==== Entries supplied ====

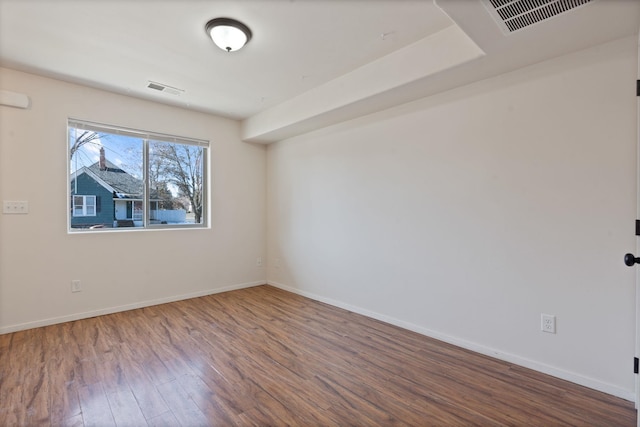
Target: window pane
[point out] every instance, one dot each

====
==== Entries supplied ====

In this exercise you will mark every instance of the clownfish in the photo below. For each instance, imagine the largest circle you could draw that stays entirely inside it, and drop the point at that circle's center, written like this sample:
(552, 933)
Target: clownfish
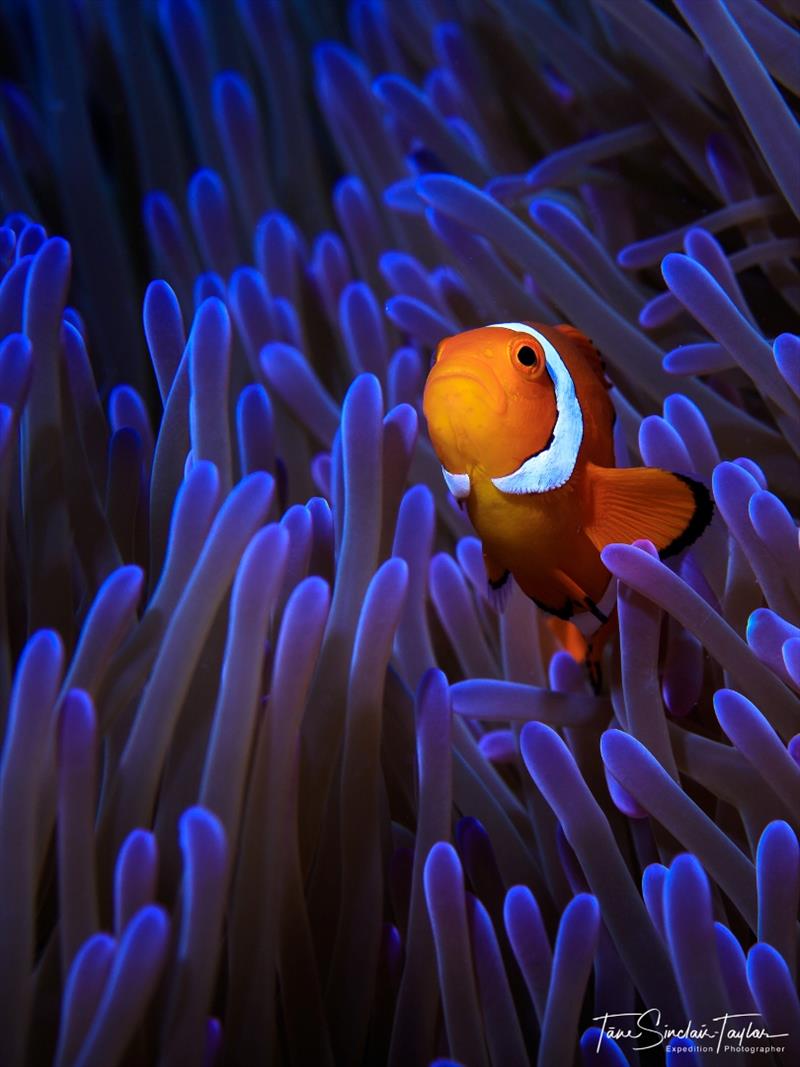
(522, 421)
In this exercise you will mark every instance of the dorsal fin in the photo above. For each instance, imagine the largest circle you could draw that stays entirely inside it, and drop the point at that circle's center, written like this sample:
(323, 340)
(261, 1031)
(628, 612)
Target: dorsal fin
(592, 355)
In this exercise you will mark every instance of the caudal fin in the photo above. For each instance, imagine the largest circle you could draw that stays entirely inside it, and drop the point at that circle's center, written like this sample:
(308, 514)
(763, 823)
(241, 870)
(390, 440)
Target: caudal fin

====

Required action: Look through the material and say how many lines hold "above". Give the number only.

Output for this task: 2